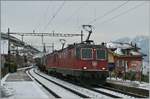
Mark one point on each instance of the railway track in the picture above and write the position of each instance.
(131, 95)
(89, 88)
(46, 88)
(123, 92)
(52, 92)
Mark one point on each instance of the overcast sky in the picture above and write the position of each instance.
(130, 20)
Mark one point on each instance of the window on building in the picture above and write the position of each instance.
(86, 53)
(100, 54)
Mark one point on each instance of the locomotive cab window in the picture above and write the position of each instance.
(100, 54)
(86, 53)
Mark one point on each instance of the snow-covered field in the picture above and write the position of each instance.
(21, 90)
(60, 91)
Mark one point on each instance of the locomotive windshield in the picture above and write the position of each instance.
(86, 53)
(100, 54)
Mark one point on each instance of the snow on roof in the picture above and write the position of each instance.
(118, 51)
(4, 46)
(118, 45)
(135, 53)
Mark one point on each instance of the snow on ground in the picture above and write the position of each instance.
(26, 90)
(142, 85)
(65, 94)
(84, 91)
(115, 93)
(21, 90)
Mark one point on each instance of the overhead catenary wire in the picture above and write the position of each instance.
(109, 12)
(54, 16)
(40, 19)
(125, 12)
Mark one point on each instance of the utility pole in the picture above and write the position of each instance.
(52, 47)
(81, 36)
(22, 37)
(8, 45)
(63, 41)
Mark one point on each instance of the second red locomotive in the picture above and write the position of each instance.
(83, 61)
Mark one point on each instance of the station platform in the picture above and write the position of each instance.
(20, 86)
(128, 83)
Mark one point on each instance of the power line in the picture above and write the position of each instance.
(109, 12)
(112, 10)
(114, 17)
(53, 17)
(78, 9)
(39, 21)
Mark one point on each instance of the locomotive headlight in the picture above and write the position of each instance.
(103, 68)
(84, 67)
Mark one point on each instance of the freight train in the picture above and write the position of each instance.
(85, 62)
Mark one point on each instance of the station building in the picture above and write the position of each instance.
(124, 58)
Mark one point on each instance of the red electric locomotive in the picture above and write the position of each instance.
(84, 61)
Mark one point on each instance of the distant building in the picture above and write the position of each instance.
(124, 57)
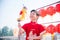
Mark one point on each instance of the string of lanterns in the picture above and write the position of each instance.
(51, 10)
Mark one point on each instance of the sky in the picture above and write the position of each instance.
(9, 11)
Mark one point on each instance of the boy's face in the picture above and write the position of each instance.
(33, 16)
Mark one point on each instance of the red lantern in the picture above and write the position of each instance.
===
**WRITTEN TASK:** Print the records word for word and exclude any picture they hold.

**ANSWER TO THE EXERCISE:**
Mark one point on each instance of the railway track in the picture above and write the position of each instance.
(131, 95)
(89, 88)
(46, 88)
(123, 92)
(52, 92)
Mark one point on each instance of the overcast sky in the picture above and write the position of each instance.
(130, 20)
Mark one point on each instance of the window on building in the picture above and write the position of each instance.
(86, 53)
(100, 54)
Mark one point on each instance of the locomotive cab window in the picture above and write the position of each instance.
(100, 54)
(86, 53)
Mark one point on each instance of the snow-covered field in the picture above and write the position of each instance.
(21, 90)
(60, 91)
Mark one point on each instance of the locomotive windshield in the picture above and write the position of each instance.
(86, 53)
(100, 54)
Mark one point on each instance of the snow on roof in the picture above and write the position of each instance.
(118, 51)
(4, 46)
(118, 45)
(135, 53)
Mark one point on each instance of the snow on ground in the picture above and write the position of each instance.
(26, 90)
(142, 85)
(65, 94)
(84, 91)
(115, 93)
(21, 90)
Mark one point on each instance of the overhead catenary wire in the picture above and write the position of each instance.
(109, 12)
(54, 16)
(40, 19)
(125, 12)
Mark one point on each instance of the utility pole in the picture above and write the position of each instance.
(52, 47)
(81, 36)
(22, 37)
(8, 45)
(63, 41)
Mark one point on each instance of the second red locomotive in the picture above and write the position of each instance.
(83, 61)
Mark one point on each instance of the station platform in the picture above and write the position of each instance.
(20, 86)
(128, 83)
Mark one point on each instance of the power line in the picture above and write the position of each instance.
(109, 12)
(112, 10)
(114, 17)
(53, 17)
(78, 9)
(39, 21)
Mark one point on each instance of the locomotive headlight in the picture above and write the position of each instance.
(103, 68)
(84, 67)
Mark one point on each instance of the freight train in the picture above and write the position of each instance.
(85, 62)
Mark one point on each instance of the station building in the picture above and write the position of each instance.
(124, 58)
Mark one point on each instance of the red electric locomotive in the picture above and write the position of each instance.
(84, 61)
Mark one point on each instance of the distant building in the picture above and write the position of each instance.
(124, 57)
Mark one point on each instance of the string of lanterns in the picture above and write the position of each instance.
(51, 10)
Mark one point on each instance of the sky in the picture above and write the position of each instance.
(9, 11)
Mark one point on each instance of the boy's face in the picture above and write the position of each instance.
(33, 16)
Mark one point on each instance of the red lantern in the picture above and write the position of each instance.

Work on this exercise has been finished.